* _About this task_: Without altering a single character, set down all of the data below.

[Records from a dataset]
+--

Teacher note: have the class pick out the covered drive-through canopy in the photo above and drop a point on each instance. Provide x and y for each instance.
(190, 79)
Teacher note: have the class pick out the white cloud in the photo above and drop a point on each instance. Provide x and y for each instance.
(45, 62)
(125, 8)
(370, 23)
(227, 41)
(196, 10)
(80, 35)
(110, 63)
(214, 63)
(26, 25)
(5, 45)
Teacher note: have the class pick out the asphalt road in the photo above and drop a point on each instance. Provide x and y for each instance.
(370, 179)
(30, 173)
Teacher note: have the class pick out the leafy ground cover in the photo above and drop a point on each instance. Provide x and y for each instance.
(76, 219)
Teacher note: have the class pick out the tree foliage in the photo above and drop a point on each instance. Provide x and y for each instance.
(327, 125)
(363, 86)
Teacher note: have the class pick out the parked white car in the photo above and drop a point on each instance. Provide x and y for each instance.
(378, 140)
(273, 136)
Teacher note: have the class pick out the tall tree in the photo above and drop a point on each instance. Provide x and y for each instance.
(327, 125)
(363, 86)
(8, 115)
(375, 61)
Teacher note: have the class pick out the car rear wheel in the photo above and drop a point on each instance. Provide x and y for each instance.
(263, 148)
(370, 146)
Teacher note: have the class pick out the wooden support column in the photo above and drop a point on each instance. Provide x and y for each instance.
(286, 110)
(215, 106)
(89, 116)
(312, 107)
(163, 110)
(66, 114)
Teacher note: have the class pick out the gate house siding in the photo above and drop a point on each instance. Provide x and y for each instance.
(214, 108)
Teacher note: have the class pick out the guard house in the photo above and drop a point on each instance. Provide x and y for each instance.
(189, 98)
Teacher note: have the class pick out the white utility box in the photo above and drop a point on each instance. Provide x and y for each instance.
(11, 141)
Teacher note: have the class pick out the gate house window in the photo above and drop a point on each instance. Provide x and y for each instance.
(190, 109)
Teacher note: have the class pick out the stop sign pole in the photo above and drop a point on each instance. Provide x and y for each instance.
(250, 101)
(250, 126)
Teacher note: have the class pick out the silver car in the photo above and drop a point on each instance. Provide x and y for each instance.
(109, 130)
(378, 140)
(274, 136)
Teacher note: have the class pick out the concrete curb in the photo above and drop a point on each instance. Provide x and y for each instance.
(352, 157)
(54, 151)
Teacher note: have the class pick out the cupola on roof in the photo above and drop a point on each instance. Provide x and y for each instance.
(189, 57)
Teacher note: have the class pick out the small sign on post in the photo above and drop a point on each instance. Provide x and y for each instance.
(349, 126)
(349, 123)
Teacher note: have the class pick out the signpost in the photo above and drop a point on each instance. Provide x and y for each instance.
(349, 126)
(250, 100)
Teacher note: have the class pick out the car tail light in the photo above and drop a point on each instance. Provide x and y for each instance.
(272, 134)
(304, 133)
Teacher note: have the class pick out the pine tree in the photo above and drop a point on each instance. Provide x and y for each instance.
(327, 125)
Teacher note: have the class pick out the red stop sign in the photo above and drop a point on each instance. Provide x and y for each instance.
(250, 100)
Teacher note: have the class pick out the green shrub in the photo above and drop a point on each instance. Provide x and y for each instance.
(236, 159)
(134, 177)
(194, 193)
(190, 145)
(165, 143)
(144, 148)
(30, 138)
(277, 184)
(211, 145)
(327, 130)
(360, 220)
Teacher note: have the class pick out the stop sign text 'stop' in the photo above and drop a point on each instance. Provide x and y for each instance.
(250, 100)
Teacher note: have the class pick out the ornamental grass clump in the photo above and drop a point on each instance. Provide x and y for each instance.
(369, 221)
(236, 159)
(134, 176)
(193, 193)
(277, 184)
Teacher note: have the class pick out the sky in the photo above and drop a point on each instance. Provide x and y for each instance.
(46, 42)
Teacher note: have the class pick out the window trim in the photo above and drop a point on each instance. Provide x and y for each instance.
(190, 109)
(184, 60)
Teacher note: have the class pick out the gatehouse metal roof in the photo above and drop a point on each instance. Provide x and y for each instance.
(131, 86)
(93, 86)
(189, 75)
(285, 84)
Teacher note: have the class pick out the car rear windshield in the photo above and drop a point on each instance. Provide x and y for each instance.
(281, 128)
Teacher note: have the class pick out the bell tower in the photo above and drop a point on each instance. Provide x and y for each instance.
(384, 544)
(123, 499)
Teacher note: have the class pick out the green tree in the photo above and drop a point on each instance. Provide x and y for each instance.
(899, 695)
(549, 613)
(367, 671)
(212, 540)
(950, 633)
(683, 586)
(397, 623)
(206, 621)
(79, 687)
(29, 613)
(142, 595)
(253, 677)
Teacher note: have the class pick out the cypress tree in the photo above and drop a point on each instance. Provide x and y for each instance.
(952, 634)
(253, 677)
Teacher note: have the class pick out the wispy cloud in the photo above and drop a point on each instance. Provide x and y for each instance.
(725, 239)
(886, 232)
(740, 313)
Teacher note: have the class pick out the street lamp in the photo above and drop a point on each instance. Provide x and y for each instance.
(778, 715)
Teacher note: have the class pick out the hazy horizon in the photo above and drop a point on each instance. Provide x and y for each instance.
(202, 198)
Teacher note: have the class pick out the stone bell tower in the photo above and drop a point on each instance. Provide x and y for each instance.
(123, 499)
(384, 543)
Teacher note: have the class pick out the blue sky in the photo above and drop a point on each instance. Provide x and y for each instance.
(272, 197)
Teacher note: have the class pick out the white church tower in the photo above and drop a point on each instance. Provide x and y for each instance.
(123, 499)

+--

* _Exercise result_:
Teacher note: have the class pick out the covered drive-through canopy in the photo above and drop a point on each instance. Provide x and y for each instance.
(190, 79)
Teacher note: have the class pick out the white cloud in the photo above and drop a point on each instance. Provide x and y for each instance.
(45, 62)
(125, 8)
(370, 23)
(227, 41)
(196, 10)
(80, 35)
(110, 63)
(214, 63)
(26, 25)
(5, 45)
Teacher note: have the class pick out the asphalt road in the photo above and drop a point on each instance. Provide x and y for each instance.
(370, 179)
(30, 173)
Teacher note: have the class pick out the leafy ground cover in the photo above and drop a point on each instance. Provide x and y for each instance.
(76, 219)
Teacher note: have the class pick out the tree foliage in the photo above and drop a point on each instance. Provide x and y for each instance.
(327, 125)
(363, 86)
Teacher note: have the class pick out the parked white car in the photo above and drop a point on each instance. Provide x and y for each instance.
(378, 140)
(273, 136)
Teacher note: have the class pick out the tall tree in the photo above and drop a point on each instance. Provide x and y for each instance.
(327, 125)
(363, 86)
(8, 115)
(375, 61)
Teacher note: have the class pick out the car rear wheel in the photo above and drop a point on each instance. Provide x and y for each instance.
(263, 148)
(370, 146)
Teacher note: have the class pick out the wooden support column in the photo above and drop a point on each instance. Provide x and y for each instance.
(286, 110)
(215, 106)
(89, 116)
(312, 107)
(163, 110)
(66, 114)
Teacher note: have the class pick out the gate house siding in the photo above and drop a point on each instance. Provide x and y for each instance.
(214, 108)
Teacher note: have the class pick out the guard house in the photo above and drop a point on each instance. Provide x and y for each instance.
(189, 98)
Teacher note: have the class pick out the white utility box in the photo above and drop a point on each instance. Provide x and y for each instance.
(11, 141)
Teacher note: have the class pick out the gate house window in the photo above and drop a point on each instance. Provide x and y for each instance.
(190, 109)
Teacher note: have the class pick out the stop sign pole in the photo above and drop a point on each instance. Provide x and y for each instance.
(250, 101)
(250, 126)
Teacher note: have the class pick out the silver car in the photo above and drop a point on each instance. Provide x and y for each instance.
(109, 130)
(378, 140)
(274, 136)
Teacher note: have the class pick out the concrete curb in the photo above and drop a point on each instance. Provide x and y for each instance.
(352, 157)
(54, 151)
Teacher note: have the class pick out the cupola on roof in the photo above and drop a point on each instance. Provide x and y for each instance.
(189, 57)
Teacher note: have the class pick out the small sign on post in the photo above and drop a point on each instance. Provide x and y for each instance.
(349, 126)
(349, 123)
Teacher note: have the class pick out the signpost in the photo above and drop a point on each instance. Provide x and y for each instance.
(349, 126)
(250, 100)
Teacher note: have the class pick out the car tail light in the photo above and drop a point on each instance. Provide x and y for each instance.
(272, 134)
(304, 133)
Teacher note: have the class pick out the pine tree in the photo above and drop a point on each instance. Provide x and y for each instance.
(327, 125)
Teacher note: have the class pick out the red stop sign in the photo above and drop a point on each instance. Provide x and y for each instance.
(250, 100)
Teacher note: have the class pick out the green shrub in the photo above and drop a point on each instance. Provide x and y for each instance.
(236, 159)
(134, 177)
(194, 193)
(190, 145)
(165, 143)
(144, 148)
(30, 138)
(277, 184)
(211, 145)
(327, 130)
(360, 220)
Teacher note: have the class pick out the stop sign text 'stop' in the photo above and drop a point on each instance. Provide x and y for each instance.
(250, 100)
Teacher note: have the class pick out the ornamental grass clump in the photo above and drop a point on each instance. Provide x and y for each instance.
(369, 221)
(236, 159)
(134, 176)
(193, 193)
(277, 184)
Teacher note: have the class pick out the sky in the photo above and drop a point on each instance. Provide x and y for each instance.
(46, 42)
Teacher note: have the class pick out the window trim in the photo above and drop a point on each instance. Provide x and y for each instance.
(190, 109)
(184, 60)
Teacher note: have the class pick out the gatehouse metal roof in the photo above and drop a point on each instance. Provide x and y for each instance.
(131, 86)
(93, 86)
(189, 75)
(285, 84)
Teacher note: have the class pick out the car rear windshield in the photo above and drop a point on each instance. Provide x and y for each instance.
(281, 128)
Teacher note: have the class pick out the bell tower in the photo above and drop a point on each instance. Provide x and y for each instance.
(384, 544)
(123, 499)
Teacher note: have the class pick out the green tree in the photo above and drop a point on each instance. Provide x and y for each instance.
(899, 695)
(549, 613)
(367, 671)
(212, 540)
(950, 633)
(683, 586)
(397, 623)
(206, 621)
(79, 687)
(29, 613)
(142, 595)
(253, 677)
Teacher note: have the class pick out the cypress tree in the photo above and drop a point on each instance. Provide x and y for each instance.
(952, 634)
(253, 677)
Teacher note: have the class pick out the wispy cloud in the photo above and drop a point on each instance. Provide x and y for each instance.
(725, 239)
(886, 232)
(740, 313)
Teacher note: have the class pick out the street lamp in the photo above and drop a point on each instance. Provide x and y for each instance.
(778, 715)
Teacher note: have the class pick out the hazy horizon in the photo above and drop a point on each instance. Provide x and y for each instance.
(202, 198)
Teacher note: have the class pick out the stone bell tower in the photo above and drop a point on each instance. Provide x and y for each instance.
(123, 499)
(384, 543)
Teacher note: have the class pick out the blue sky in the photo above and drop a point on each instance. Provide x and y for each instance.
(272, 197)
Teacher note: have the class pick out the white church tower in the photo above and drop a point on each instance. Provide x and y for each instance.
(123, 499)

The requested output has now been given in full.